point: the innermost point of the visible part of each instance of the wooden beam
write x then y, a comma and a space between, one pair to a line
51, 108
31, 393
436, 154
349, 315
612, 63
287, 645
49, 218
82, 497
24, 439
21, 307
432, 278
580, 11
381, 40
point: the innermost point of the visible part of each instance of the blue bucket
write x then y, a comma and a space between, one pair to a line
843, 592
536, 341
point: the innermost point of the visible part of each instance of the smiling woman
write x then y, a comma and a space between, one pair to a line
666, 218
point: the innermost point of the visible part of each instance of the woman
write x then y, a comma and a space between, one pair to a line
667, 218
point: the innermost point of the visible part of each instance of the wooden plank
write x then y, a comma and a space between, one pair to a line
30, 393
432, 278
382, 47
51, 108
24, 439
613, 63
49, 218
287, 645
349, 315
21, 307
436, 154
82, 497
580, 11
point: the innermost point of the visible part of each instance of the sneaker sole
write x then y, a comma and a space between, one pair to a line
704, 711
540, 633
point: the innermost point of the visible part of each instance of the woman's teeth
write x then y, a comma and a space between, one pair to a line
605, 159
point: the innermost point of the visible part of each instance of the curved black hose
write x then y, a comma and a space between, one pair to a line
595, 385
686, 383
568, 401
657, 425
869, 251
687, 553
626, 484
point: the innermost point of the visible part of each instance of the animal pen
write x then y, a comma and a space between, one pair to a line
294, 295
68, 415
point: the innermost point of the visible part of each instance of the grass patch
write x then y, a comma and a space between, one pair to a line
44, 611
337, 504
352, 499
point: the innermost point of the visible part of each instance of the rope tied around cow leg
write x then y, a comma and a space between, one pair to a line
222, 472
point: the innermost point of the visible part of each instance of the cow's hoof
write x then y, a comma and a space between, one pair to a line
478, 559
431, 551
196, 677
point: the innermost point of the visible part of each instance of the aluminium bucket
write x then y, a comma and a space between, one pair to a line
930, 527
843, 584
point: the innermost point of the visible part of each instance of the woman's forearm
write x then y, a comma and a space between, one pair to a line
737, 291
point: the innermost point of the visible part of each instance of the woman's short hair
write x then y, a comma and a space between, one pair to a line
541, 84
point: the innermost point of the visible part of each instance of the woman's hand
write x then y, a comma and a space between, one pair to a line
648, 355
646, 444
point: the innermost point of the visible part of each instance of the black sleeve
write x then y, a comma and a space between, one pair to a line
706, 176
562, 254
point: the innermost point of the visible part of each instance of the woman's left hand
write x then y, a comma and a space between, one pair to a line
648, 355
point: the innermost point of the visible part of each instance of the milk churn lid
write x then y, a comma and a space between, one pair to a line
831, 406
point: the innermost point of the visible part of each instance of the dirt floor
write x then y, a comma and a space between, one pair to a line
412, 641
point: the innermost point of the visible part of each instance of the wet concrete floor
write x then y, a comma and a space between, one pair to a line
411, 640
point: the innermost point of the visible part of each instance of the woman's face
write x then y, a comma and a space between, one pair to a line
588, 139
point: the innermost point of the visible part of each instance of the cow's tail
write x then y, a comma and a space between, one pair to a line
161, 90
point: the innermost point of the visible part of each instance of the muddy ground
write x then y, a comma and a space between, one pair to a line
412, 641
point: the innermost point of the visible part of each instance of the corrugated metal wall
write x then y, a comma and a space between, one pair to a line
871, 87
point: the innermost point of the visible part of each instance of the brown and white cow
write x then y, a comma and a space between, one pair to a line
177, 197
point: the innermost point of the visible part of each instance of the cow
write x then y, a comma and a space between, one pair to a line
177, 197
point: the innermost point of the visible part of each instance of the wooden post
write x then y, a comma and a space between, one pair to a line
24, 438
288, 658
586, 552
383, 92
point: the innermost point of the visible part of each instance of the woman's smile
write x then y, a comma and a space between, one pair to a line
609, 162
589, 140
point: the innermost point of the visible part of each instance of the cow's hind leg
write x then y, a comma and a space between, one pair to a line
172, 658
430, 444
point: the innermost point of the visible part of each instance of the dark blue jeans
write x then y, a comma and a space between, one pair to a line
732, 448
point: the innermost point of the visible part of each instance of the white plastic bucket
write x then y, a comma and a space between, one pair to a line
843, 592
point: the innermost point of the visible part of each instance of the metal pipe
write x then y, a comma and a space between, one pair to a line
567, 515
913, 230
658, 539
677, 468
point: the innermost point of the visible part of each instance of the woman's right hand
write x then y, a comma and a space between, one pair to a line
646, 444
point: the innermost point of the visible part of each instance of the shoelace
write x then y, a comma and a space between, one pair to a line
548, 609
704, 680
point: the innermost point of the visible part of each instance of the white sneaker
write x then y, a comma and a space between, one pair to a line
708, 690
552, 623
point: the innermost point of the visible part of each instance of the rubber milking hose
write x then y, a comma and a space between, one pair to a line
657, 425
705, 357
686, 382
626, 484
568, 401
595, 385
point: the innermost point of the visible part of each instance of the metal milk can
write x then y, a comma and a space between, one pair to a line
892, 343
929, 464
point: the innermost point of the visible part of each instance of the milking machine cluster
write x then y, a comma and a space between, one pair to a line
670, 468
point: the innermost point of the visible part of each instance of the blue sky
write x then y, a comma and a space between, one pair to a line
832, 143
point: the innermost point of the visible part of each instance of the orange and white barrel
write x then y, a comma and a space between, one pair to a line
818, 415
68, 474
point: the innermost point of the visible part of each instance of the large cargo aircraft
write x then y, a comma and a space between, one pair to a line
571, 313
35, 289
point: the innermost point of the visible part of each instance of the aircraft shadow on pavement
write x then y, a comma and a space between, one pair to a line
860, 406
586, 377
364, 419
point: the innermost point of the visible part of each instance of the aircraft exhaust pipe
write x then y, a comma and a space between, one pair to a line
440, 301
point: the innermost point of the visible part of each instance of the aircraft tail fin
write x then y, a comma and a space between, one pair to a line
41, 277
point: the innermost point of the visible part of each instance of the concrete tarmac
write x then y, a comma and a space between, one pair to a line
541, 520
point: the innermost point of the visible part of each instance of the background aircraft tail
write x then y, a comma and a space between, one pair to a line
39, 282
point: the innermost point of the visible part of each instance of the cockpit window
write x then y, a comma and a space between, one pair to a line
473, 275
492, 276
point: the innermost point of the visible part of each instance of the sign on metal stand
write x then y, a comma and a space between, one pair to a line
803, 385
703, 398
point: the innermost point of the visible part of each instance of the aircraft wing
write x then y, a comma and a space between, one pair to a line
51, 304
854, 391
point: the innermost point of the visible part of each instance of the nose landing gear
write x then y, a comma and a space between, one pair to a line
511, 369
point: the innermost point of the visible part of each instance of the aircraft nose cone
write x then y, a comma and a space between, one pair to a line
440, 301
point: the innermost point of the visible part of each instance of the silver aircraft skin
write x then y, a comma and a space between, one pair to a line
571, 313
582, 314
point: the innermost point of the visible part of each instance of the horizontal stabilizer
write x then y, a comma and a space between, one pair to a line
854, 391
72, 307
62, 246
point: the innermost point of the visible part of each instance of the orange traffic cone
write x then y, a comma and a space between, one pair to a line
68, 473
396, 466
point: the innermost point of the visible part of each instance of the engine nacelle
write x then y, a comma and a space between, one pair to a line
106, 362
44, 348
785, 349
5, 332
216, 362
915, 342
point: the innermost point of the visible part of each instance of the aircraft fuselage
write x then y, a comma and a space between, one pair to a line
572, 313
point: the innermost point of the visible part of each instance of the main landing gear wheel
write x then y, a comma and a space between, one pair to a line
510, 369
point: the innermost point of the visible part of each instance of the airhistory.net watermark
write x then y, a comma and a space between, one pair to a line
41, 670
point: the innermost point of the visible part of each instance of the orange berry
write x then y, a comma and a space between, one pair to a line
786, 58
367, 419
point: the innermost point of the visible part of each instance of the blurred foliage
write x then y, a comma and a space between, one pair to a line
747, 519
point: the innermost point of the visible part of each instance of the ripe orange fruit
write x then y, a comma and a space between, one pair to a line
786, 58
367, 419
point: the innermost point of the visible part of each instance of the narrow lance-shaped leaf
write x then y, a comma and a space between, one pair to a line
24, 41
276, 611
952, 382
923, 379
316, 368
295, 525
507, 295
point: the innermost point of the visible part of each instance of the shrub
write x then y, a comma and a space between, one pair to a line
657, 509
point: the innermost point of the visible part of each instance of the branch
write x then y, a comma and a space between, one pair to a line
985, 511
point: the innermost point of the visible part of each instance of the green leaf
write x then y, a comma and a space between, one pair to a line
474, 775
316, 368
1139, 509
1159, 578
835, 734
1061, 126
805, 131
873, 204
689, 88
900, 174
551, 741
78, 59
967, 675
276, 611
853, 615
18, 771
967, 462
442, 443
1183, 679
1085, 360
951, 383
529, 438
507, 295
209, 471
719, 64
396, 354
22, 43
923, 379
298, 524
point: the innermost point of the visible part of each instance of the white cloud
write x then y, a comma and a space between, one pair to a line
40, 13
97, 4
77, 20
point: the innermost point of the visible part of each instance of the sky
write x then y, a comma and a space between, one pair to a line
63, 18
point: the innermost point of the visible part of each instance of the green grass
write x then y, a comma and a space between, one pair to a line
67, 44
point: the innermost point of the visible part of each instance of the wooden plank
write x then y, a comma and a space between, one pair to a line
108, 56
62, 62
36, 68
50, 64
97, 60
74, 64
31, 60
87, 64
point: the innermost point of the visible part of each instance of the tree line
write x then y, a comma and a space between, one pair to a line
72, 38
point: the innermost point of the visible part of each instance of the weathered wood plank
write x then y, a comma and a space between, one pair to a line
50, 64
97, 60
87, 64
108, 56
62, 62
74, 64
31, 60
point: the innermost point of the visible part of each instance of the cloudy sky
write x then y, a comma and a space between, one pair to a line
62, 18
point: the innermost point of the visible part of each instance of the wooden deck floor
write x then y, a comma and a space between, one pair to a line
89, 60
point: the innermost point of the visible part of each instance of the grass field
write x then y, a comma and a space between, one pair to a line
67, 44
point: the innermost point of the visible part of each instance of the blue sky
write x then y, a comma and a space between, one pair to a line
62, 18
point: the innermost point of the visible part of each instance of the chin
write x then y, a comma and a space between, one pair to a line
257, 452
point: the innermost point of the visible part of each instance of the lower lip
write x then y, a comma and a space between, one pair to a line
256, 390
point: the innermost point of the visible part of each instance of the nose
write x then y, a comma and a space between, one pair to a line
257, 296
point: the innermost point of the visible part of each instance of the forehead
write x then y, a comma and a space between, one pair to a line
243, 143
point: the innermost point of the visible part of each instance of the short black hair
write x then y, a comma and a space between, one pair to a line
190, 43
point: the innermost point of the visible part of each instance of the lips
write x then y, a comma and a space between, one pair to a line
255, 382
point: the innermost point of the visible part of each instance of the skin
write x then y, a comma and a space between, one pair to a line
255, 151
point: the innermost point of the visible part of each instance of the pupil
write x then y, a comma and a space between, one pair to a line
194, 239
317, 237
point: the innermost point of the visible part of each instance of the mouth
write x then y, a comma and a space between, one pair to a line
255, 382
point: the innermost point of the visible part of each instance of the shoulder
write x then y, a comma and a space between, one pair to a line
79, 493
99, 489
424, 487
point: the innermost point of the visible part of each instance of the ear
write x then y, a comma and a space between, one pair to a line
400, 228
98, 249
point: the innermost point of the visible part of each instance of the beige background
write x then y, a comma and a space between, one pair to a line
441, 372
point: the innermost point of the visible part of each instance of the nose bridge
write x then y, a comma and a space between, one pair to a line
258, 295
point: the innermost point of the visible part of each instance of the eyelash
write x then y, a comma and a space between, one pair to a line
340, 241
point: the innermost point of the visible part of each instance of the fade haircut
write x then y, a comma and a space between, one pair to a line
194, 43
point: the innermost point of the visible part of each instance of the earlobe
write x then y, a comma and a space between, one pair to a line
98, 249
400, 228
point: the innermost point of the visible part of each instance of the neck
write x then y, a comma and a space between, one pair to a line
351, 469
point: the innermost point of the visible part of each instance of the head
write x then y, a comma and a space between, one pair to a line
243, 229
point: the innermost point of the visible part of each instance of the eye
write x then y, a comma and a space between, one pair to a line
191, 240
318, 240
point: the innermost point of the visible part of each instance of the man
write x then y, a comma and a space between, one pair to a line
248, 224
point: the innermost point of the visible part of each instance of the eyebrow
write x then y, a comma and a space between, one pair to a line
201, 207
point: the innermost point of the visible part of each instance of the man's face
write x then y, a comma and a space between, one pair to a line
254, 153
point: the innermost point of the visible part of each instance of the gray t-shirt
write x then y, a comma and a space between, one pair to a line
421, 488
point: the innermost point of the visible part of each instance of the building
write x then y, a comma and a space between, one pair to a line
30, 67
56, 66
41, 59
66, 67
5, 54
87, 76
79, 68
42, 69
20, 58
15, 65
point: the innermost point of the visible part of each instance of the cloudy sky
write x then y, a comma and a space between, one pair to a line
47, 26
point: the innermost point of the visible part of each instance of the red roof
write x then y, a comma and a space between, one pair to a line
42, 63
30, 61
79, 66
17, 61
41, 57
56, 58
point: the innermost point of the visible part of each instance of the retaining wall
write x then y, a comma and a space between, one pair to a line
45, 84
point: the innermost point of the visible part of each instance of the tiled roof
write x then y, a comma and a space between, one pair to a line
===============
YOUR INSTRUCTIONS → Only the lines from the one with "of the eyebrow" through the end of the material are wanted; copy them exactly, both ends included.

ANSWER FOR THE TASK →
point: the innermost point of the visible part of each instance of the eyebrow
write x then y, a comma and a space between, one pair to a line
201, 207
point: the innermost point of the visible part of each instance of the man's face
write x then y, a comma and a space between, one pair to a line
254, 153
point: the innermost point of the visible part of each instance of the gray t-shirt
write x then y, a comma and a space between, one pair to a line
421, 488
point: the innermost point of the visible part of each instance of the building
write x then y, a comma and a space between, one pair to a line
30, 67
56, 66
41, 59
66, 67
5, 54
87, 76
79, 68
42, 69
20, 58
15, 65
point: the innermost point of the visible part of each instance of the cloudy sky
write x then y, a comma and a space between, one pair to a line
47, 26
point: the innermost point of the visible part of each instance of the red roof
write x then y, a comma and a space between, one pair to a line
42, 63
30, 61
79, 66
17, 61
41, 57
56, 58
point: the innermost point of the visible part of each instance of the retaining wall
write x then y, a comma and a space between, one pair to a line
45, 84
point: the innermost point of the visible part of each instance of the tiled roof
write x then y, a comma and a space between, one pair to a line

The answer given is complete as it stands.